----- Excerpt provided

Yes, I've seen this horror a couple times in many boxes and years. You'll see a
warning something like, "The HPFS File System has failed. Back up your data and
.. ", or something like that. There are also JFS file system failures but I
have no experience at that.
Generally, if you were there at the computer when this takes place, and if
there is no trap for the error that displays the visual alert above, you will
hear three horrible tones out of your speaker. It will go beep, beep, beep in
three descending pitch tones and locks. Which sends you into the hard disk Red
Light On solid condition that only can be fixed by power off switch and reboot.
When I see this one the FIRST thing I do is to *NOT* try to reboot the box to
the hard drive. Instead I use the floppy utility diskette set for the
particular box to boot to the OS/2 command line instead. And, yes, I keep a
complete set of floppy utility diskettes that will boot EVERY box; I have a
number of them! From the OS/2 command line I then look at the OS/2 hard disk,
which may or may not even be accessible at that point. If it is, I'll first
look at CHKDSK for it and *NOT* try to 'fix' the thing. If it is a 'simple'
issue with only a few issues that are found, and a couple things in FOUND0, I
can get an idea if I should do the CHKDSK /F on the drive or not. And do it
from the command prompt boot; not the hard disk reboot.
If there seem to be a lot of things like you saw start, or I can't even seem to
look at it, there is a copy of Jan Wijk's DFSEE waiting on another OS/2 floppy
diskette. I run it from the command prompt line and make decisions on what to
do next based on the information from DFSEE and what is available to me through
it.

----------

Tasks to complete:
a. In the post about HPFS file system failures, what does the writer boot from instead of rebooting to the hard drive?
b. Rewrite the post about HPFS file system failures from "Yes, I've seen" up to and including "switch and reboot.", swapping "tones" for "sounds".
c. Extend the post about HPFS file system failures past its final sentence.

----- Supplied entries

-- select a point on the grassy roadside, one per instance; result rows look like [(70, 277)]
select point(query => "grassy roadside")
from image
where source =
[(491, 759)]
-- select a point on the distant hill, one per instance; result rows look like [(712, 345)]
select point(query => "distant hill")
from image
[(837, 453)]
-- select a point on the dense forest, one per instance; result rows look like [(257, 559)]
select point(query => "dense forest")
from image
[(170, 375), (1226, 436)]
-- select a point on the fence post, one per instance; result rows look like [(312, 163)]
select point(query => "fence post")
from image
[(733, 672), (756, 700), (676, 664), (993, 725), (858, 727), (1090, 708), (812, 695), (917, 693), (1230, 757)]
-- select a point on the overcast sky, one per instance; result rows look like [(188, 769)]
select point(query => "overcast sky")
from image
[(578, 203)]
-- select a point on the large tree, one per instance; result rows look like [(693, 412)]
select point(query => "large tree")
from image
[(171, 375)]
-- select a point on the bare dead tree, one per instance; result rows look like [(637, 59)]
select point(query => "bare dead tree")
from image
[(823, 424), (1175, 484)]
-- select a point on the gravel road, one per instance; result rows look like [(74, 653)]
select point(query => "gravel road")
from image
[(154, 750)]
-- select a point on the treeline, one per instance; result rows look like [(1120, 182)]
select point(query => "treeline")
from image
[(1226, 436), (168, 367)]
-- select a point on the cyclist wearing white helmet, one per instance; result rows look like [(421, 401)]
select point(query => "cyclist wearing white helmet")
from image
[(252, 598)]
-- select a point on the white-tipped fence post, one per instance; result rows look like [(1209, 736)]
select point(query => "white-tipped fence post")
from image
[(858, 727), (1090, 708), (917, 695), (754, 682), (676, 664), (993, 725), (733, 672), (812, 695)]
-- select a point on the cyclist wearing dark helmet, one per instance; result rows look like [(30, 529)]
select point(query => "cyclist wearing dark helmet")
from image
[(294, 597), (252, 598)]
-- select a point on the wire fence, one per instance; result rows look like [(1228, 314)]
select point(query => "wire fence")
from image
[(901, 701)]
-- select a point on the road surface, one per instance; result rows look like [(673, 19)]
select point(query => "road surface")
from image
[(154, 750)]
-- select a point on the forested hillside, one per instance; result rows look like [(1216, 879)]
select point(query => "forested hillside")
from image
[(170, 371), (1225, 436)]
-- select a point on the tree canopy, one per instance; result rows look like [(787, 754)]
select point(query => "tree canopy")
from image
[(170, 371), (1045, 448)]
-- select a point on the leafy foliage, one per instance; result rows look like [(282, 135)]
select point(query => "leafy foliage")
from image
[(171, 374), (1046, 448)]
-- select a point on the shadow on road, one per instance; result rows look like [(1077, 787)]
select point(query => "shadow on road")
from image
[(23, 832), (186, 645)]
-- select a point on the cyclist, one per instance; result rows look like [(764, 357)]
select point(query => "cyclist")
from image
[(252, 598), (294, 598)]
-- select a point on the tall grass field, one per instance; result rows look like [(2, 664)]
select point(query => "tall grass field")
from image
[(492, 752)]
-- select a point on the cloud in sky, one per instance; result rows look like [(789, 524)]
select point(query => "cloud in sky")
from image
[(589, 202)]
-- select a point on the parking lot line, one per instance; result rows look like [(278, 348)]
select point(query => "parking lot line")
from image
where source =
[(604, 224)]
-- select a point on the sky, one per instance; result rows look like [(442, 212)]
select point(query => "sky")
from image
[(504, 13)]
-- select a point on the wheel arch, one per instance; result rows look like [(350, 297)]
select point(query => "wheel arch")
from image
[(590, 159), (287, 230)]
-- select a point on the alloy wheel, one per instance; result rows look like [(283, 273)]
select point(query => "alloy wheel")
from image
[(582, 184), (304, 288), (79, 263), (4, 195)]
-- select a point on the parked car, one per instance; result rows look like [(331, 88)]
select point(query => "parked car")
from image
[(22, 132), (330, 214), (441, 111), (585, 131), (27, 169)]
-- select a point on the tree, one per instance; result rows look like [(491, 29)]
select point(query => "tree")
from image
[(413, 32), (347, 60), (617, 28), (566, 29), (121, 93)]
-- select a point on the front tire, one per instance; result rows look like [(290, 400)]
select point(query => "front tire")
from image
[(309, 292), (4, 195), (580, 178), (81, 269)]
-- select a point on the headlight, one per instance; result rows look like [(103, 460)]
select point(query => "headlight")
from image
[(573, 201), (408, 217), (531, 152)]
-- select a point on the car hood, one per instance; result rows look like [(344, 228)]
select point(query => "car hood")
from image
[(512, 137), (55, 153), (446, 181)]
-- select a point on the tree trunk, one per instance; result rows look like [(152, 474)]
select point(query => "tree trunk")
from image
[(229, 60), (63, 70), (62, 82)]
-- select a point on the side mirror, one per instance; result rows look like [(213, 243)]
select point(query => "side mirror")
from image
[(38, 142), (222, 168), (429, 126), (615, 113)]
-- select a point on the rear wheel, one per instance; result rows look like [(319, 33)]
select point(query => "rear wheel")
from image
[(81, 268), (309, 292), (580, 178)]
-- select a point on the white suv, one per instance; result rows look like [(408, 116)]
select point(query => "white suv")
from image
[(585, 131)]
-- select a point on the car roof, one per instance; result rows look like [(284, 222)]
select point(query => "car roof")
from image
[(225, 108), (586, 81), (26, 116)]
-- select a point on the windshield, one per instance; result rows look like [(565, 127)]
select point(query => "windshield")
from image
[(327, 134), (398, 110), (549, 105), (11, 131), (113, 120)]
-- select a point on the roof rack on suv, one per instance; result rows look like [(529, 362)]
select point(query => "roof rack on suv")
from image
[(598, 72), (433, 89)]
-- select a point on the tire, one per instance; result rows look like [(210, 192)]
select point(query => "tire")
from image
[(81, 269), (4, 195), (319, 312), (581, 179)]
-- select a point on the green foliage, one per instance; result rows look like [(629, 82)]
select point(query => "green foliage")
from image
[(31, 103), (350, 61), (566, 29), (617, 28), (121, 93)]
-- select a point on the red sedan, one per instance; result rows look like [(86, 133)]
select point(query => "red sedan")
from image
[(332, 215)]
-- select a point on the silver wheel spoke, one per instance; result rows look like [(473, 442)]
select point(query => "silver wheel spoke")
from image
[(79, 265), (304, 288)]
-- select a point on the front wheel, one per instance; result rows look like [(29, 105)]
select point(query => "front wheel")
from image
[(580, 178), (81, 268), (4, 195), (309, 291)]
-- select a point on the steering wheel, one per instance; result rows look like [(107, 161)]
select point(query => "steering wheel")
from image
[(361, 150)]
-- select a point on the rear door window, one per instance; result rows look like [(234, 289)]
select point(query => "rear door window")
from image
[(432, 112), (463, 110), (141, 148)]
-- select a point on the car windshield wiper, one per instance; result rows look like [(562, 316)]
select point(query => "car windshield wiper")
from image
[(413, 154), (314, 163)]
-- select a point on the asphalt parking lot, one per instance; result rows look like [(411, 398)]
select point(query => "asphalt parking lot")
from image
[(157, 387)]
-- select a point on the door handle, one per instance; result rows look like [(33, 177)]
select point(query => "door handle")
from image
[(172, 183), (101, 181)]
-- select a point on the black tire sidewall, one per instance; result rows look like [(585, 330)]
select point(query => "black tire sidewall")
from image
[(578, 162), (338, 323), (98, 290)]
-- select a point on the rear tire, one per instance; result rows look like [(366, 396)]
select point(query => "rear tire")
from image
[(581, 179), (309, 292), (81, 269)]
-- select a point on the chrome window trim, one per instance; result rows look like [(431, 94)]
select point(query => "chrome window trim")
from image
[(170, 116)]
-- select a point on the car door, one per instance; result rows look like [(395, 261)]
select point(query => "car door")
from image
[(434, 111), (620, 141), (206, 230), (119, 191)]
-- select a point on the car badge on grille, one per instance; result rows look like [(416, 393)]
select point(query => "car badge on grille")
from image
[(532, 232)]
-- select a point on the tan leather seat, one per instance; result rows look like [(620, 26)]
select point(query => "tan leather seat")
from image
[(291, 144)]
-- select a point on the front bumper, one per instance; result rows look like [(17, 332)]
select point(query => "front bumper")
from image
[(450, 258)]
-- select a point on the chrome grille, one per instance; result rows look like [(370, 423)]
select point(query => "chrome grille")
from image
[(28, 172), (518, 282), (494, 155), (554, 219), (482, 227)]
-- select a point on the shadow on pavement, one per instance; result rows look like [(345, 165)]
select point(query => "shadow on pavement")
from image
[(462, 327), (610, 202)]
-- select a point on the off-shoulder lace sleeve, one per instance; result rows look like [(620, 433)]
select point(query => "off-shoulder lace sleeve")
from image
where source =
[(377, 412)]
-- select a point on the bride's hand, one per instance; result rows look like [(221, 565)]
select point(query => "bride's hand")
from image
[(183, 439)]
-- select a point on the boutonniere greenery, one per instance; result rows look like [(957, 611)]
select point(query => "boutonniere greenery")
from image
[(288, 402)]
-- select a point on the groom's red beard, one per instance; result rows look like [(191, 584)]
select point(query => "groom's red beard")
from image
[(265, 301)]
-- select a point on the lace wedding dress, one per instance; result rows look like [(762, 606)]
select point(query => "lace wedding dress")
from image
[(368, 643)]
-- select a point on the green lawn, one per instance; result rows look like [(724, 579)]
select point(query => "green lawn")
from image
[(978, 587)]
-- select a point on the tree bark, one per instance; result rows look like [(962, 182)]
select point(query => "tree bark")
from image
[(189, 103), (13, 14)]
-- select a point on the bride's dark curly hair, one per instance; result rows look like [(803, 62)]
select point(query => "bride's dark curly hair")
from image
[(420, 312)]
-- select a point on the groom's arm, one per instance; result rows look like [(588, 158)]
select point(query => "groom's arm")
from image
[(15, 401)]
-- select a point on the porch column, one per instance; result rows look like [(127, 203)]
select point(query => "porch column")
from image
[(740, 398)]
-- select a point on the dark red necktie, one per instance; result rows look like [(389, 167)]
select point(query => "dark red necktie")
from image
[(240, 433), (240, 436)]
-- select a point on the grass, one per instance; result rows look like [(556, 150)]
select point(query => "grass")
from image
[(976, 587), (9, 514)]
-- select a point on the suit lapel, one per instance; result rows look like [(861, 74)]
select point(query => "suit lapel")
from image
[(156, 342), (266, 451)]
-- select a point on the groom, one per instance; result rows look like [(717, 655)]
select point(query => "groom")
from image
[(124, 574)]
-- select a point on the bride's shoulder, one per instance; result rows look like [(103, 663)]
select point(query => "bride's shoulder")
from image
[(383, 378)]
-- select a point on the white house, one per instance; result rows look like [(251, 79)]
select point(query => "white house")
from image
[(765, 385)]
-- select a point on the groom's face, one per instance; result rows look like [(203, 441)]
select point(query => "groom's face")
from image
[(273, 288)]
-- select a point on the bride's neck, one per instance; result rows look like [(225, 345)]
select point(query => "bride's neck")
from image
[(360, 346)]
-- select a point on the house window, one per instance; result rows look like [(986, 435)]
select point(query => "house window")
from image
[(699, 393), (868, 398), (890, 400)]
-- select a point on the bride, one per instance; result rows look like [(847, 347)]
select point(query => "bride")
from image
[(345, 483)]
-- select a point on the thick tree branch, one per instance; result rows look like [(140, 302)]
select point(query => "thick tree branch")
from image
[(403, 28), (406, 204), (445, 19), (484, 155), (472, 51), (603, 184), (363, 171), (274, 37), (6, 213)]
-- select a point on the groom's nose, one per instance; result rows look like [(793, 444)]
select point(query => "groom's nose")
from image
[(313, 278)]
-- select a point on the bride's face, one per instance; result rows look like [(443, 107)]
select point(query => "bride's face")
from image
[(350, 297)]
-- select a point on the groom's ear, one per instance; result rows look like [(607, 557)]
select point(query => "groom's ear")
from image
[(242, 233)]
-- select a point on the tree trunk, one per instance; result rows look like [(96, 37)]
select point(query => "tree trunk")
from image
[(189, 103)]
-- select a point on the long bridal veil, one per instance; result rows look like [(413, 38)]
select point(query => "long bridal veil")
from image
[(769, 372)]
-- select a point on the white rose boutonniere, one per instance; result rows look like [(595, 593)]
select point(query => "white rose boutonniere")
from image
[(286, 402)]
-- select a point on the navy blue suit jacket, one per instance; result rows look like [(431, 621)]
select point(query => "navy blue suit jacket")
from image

----------

Results in order:
a. The floppy utility diskette set for that particular box, which boots to the OS/2 command line.

b.
Yes, I've seen this horror a couple times in many boxes and years. You'll see a
warning something like, "The HPFS File System has failed. Back up your data and
.. ", or something like that. There are also JFS file system failures but I
have no experience at that.
Generally, if you were there at the computer when this takes place, and if
there is no trap for the error that displays the visual alert above, you will
hear three horrible sounds out of your speaker. It will go beep, beep, beep in
three descending pitch sounds and locks. Which sends you into the hard disk Red
Light On solid condition that only can be fixed by power off switch and reboot.

c.
The key to not falling further into this trap than necessary is to *NOT* try to
just 'normally' restart the box with a power up. Because if there really is
major hard disk partition table damage and directory damage even with HPFS, the
'forced' CHKDSK 'repair' that takes place during that next boot run can do far
more damage than if something that was wrong with the hard disk for that
partition is serviced or recovered. Through DFSEE *BEFORE* the HPFS file
system and CHKDSK on that reboot did what you saw; put the whole file system
tree into the FOUND0 bilibong.
There actually are some rather old ways this has happened to me and some new
ones recently that could maybe do this! Those folks still running Warp 4 who
never moved to MCP2 and are using SCSI operations with the Adaptec cards and
drivers could REALLY get into this prior to Fix Pack 16 and 17, with older
Adaptec Drivers. Especially if they are still have not applied the formal OS/2
Device Driver fixpack all the way through Fix Pack 3. Part of the reason for
this is that there are SERIOUS problems in other than the latest current
release of the Adaptec device drivers and some earlier versions of CHHDSK
together with certain versions of the SYSINSTX operation for making a partition
bootable with OS/2. A second vector into all this is how 'new' various
programs you are running with OS/2 are, especially on older OS/2 Warp 4 systems
still, do memory or hard disk I/O.
And some folks have seen this happen with XR_C005 use and PMMERGE.DLL. I never
have to my knowledge. But then, I don't use XWP or ODIN or 4DOS or things
which have been suspected of getting nasty with the file system and OS/2 and so
on.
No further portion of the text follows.